## WHAT YOU WILL DO
Set out the records again, keeping every word as it is.

*** MATERIALS PROVIDED ***

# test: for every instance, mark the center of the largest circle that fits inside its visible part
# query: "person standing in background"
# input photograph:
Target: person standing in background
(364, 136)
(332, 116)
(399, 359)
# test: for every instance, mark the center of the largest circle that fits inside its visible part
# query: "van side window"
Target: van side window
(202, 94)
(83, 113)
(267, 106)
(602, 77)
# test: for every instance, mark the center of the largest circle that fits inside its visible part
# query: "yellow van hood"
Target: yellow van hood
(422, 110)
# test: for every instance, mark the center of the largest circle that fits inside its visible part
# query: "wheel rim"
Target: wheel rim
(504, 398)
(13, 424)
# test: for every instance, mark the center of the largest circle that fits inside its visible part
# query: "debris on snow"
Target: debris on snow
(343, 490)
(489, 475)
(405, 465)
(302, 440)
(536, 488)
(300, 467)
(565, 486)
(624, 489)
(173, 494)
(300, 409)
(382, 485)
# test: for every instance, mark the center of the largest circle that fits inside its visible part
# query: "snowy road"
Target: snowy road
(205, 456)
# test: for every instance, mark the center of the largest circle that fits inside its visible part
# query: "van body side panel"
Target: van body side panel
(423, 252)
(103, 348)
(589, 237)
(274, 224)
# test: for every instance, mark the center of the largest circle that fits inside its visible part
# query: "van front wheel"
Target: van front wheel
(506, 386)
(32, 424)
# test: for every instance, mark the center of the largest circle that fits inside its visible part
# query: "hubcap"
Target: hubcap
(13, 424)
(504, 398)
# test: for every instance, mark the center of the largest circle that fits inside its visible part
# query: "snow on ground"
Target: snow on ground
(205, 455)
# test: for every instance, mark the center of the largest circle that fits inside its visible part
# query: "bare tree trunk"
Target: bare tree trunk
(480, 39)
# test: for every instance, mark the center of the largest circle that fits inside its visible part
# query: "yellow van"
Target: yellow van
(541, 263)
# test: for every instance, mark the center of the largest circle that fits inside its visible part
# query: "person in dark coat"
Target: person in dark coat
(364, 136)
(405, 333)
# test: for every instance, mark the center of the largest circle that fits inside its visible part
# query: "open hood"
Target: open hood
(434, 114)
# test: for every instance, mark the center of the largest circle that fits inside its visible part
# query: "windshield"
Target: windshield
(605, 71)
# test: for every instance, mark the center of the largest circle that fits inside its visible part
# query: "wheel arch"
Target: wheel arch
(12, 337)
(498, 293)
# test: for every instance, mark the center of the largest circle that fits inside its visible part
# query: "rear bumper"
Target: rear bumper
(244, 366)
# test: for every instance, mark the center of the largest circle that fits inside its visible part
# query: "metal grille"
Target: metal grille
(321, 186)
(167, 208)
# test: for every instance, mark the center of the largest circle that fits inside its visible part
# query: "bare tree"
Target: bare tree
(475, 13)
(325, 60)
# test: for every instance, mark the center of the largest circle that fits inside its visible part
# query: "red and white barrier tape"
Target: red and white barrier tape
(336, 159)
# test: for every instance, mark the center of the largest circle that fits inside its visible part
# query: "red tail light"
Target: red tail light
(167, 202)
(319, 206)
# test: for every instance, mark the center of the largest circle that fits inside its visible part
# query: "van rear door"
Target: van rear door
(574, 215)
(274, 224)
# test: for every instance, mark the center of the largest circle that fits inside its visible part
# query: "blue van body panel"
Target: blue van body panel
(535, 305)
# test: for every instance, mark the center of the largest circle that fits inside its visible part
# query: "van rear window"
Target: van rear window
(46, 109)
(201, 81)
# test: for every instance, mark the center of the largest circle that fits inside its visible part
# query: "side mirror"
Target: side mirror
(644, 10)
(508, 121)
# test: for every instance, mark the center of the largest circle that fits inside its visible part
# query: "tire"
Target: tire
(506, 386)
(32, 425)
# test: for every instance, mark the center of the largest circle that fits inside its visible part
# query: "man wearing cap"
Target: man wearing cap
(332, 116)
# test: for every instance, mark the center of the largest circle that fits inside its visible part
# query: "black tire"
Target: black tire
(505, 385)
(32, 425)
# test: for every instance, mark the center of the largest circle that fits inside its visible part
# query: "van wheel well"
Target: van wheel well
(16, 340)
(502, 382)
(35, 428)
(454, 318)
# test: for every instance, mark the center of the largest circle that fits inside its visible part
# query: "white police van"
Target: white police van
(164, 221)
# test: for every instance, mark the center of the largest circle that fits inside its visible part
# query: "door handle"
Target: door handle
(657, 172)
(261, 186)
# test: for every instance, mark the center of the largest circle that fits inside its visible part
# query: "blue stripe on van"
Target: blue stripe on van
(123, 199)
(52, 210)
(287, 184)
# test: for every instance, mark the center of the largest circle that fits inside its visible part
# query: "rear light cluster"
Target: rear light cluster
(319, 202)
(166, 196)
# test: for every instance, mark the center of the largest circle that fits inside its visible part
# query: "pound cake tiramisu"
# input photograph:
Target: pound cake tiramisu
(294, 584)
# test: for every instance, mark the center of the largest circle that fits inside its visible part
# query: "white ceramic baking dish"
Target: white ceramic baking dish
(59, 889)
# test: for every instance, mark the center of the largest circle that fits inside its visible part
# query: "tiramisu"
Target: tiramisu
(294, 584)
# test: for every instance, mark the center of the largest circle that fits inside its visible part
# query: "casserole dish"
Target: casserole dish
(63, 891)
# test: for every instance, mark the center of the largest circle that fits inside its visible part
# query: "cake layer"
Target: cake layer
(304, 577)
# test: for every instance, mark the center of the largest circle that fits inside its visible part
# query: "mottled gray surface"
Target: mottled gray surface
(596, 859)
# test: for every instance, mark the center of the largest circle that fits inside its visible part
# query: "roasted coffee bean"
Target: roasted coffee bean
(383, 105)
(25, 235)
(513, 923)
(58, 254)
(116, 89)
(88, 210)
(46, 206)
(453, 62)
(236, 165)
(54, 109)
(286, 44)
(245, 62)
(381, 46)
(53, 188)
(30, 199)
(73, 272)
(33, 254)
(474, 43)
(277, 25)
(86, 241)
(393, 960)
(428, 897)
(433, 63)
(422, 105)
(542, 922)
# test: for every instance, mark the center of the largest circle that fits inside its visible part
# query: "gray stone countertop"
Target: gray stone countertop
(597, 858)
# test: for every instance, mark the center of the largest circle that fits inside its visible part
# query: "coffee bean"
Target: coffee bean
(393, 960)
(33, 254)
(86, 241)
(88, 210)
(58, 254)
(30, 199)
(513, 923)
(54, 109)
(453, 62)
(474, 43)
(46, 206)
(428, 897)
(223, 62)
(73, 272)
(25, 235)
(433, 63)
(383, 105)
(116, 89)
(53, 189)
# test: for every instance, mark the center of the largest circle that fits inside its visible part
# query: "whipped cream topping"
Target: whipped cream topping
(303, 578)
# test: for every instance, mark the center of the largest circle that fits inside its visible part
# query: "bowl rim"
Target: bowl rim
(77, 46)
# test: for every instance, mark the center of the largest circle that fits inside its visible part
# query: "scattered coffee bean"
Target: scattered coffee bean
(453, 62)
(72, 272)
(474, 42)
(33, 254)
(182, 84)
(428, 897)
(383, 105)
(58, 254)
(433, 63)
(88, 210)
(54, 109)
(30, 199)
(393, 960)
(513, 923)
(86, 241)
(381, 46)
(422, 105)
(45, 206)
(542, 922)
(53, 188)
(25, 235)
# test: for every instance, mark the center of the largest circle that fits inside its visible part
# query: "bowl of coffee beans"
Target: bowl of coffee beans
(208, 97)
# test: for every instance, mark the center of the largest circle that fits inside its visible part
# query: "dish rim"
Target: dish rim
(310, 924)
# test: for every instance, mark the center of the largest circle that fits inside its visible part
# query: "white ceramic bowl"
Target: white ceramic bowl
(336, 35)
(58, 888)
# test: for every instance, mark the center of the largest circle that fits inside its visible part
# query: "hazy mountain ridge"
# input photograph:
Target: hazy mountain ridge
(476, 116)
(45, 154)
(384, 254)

*** End of MATERIALS PROVIDED ***

## RESULT OF THIS TASK
# test: for every instance, mark the center of the largest circle that fits inside its visible part
# query: "person standing in background"
# input photograph:
Target: person standing in background
(364, 136)
(332, 116)
(399, 359)
# test: for every instance, mark the center of the largest circle that fits inside its visible part
# query: "van side window"
Target: van side window
(202, 94)
(83, 113)
(267, 106)
(602, 77)
# test: for every instance, mark the center of the largest circle that fits inside its visible part
# query: "yellow van hood"
Target: yellow van hood
(422, 110)
# test: for every instance, mark the center of the largest circle that fits inside its visible part
# query: "wheel rim"
Target: wheel rim
(504, 398)
(13, 424)
# test: for every instance, mark the center of the largest circle that fits inside its visible part
# query: "debris on snow"
Target: debris on snow
(343, 490)
(489, 475)
(405, 465)
(302, 440)
(536, 488)
(300, 467)
(565, 486)
(624, 489)
(173, 494)
(300, 409)
(382, 485)
# test: for every instance, mark the center of the largest circle that fits inside its visible part
# query: "snowy road"
Target: snowy road
(205, 456)
# test: for every instance, mark the center of the largest circle that fits inside its visible part
# query: "van body side panel"
Target: van body side panel
(423, 252)
(103, 348)
(589, 237)
(274, 224)
# test: for every instance, mark the center of the largest circle that fits inside its visible part
# query: "van front wheel"
Target: van front wheel
(506, 386)
(32, 424)
# test: for every instance, mark the center of the largest circle that fits inside its visible part
# query: "hubcap"
Target: hubcap
(13, 424)
(504, 398)
# test: for every instance, mark the center of the largest circle that fits inside its visible part
# query: "snow on ground"
Target: snow on ground
(205, 455)
# test: for every instance, mark the center of the largest circle that fits inside its visible part
# query: "bare tree trunk"
Target: bare tree trunk
(480, 39)
# test: for every instance, mark the center of the largest circle that fits inside its visible part
# query: "yellow van"
Target: yellow van
(541, 263)
# test: for every instance, mark the center of the largest circle that fits inside its visible part
# query: "person in dark coat"
Target: person in dark coat
(364, 136)
(405, 333)
# test: for every instance, mark the center of the largest circle that fits inside its visible part
# query: "open hood"
Target: open hood
(434, 114)
# test: for every instance, mark the center of the largest circle that fits inside its visible part
# query: "windshield"
Target: windshield
(605, 71)
# test: for every instance, mark the center of the largest circle that fits inside its visible part
# query: "wheel arch"
Target: wheel arch
(12, 337)
(498, 293)
# test: for every instance, mark the center of the largest circle that fits inside its visible part
# query: "rear bumper"
Target: rear bumper
(244, 366)
# test: for every instance, mark the center of the largest circle that fits inside its visible part
# query: "metal grille"
Target: metal grille
(321, 186)
(167, 208)
# test: for every instance, mark the center of the largest circle that fits inside its visible part
# query: "bare tree"
Target: bare tree
(475, 13)
(325, 60)
# test: for every instance, mark the center of the largest circle that fits inside its visible part
# query: "red and white barrier tape"
Target: red and white barrier tape
(336, 159)
# test: for every instance, mark the center of the largest circle that fits inside its visible part
# query: "red tail light"
Target: red tail light
(167, 202)
(319, 206)
# test: for every instance, mark the center of the largest circle that fits inside its visible part
# query: "van rear door"
Target: van rear door
(574, 215)
(274, 224)
# test: for every instance, mark the center of the largest circle that fits inside its visible part
# query: "blue van body panel"
Target: blue van body panel
(535, 305)
# test: for every instance, mark the center of the largest circle that fits inside its visible part
# query: "van rear window"
Target: van rear window
(46, 109)
(201, 81)
# test: for every instance, mark the center of the largest circle that fits inside its visible part
# query: "side mirror"
Target: side mirror
(644, 10)
(508, 121)
# test: for every instance, mark the center of the largest circle that fits inside its visible part
# query: "tire"
Target: tire
(506, 386)
(32, 425)
# test: for every instance, mark the center of the largest circle that fits inside its visible part
# query: "man wearing cap"
Target: man wearing cap
(332, 116)
# test: for every instance, mark the center of the largest circle that fits inside its visible part
# query: "black tire"
Target: black tire
(505, 385)
(32, 425)
# test: for every instance, mark the center of the largest circle that fits inside its visible part
# query: "van wheel well"
Target: van wheel well
(16, 340)
(502, 382)
(35, 428)
(454, 318)
# test: for every instance, mark the center of the largest circle that fits inside its visible part
# query: "white police van"
Target: white police van
(164, 221)
# test: for every instance, mark the center of the largest circle that fits inside its visible part
# query: "door handle"
Target: door handle
(657, 172)
(261, 186)
# test: for every instance, mark the center of the largest circle that fits inside its visible part
# query: "blue stripe on van"
Target: blue stripe on van
(123, 199)
(52, 210)
(287, 184)
# test: for every instance, mark the center of the largest circle that fits inside its visible part
# query: "rear light cluster"
Target: rear light cluster
(319, 202)
(166, 196)
# test: for every instance, mark the center of the largest circle that fits inside its visible part
# query: "pound cake tiramisu"
# input photograph:
Target: pound cake tiramisu
(294, 584)
# test: for every instance, mark the center of the largest circle that fits inside its visible part
# query: "white ceramic baking dish"
Target: white ceramic baking dish
(59, 889)
# test: for every instance, mark the center of the largest circle that fits inside its visible part
# query: "tiramisu"
Target: tiramisu
(294, 584)
# test: for every instance, mark the center of the largest circle that fits inside its visible part
# query: "casserole dish"
Target: casserole dish
(63, 891)
# test: for every instance, mark the center of the largest circle that fits inside its visible part
# query: "cake layer"
Target: cake layer
(304, 577)
# test: for every instance, mark the center of the largest circle that fits inside its visible part
# query: "mottled gray surface"
Target: mottled gray surface
(596, 859)
# test: for every instance, mark the center of the largest circle that fits inside its visible part
# query: "roasted coffee bean"
Target: roasted coffee bean
(383, 105)
(25, 235)
(513, 923)
(58, 254)
(116, 89)
(88, 210)
(46, 206)
(453, 62)
(236, 165)
(54, 109)
(286, 44)
(245, 62)
(381, 46)
(53, 188)
(30, 199)
(73, 272)
(33, 254)
(474, 43)
(277, 25)
(86, 241)
(393, 960)
(428, 897)
(433, 63)
(422, 105)
(542, 922)
# test: for every instance, mark the center of the largest circle that fits inside its visible part
# query: "gray stone countertop"
Target: gray stone countertop
(597, 858)
# test: for every instance, mark the center of the largest circle that fits inside its visible part
# query: "coffee bean"
Target: coffee bean
(393, 960)
(33, 254)
(86, 241)
(88, 210)
(58, 254)
(30, 199)
(513, 923)
(54, 109)
(453, 62)
(474, 43)
(46, 206)
(428, 897)
(223, 62)
(73, 272)
(25, 235)
(433, 63)
(383, 105)
(116, 89)
(53, 189)
# test: for every instance, mark the center of the largest circle that fits inside its visible part
# query: "whipped cream topping"
Target: whipped cream topping
(303, 578)
# test: for every instance, mark the center of the largest circle that fits inside its visible part
# query: "bowl rim"
Target: bowl rim
(77, 46)
# test: for every instance, mark the center of the largest circle that fits inside its visible part
# query: "scattered coffee bean"
Target: scattered coffee bean
(453, 62)
(72, 272)
(474, 42)
(33, 254)
(182, 84)
(428, 897)
(383, 105)
(58, 254)
(433, 63)
(88, 210)
(54, 109)
(30, 199)
(393, 960)
(513, 923)
(86, 241)
(381, 46)
(422, 105)
(45, 206)
(542, 922)
(53, 188)
(25, 235)
# test: for every instance, mark the center of the largest circle that fits inside its visible part
# query: "bowl of coffee beans"
Target: bowl of coffee beans
(208, 97)
# test: for every instance, mark the center of the largest circle that fits inside its visible part
# query: "dish rim"
Target: dish rim
(310, 924)
# test: for every instance, mark the center of the largest circle that fits inside its visible part
# query: "white ceramic bowl"
Target: white ceramic bowl
(336, 35)
(58, 888)
# test: for every instance, mark the center of the largest circle that fits inside its visible part
# query: "hazy mountain ridge"
# input photograph:
Target: hazy mountain ridge
(476, 116)
(45, 154)
(384, 254)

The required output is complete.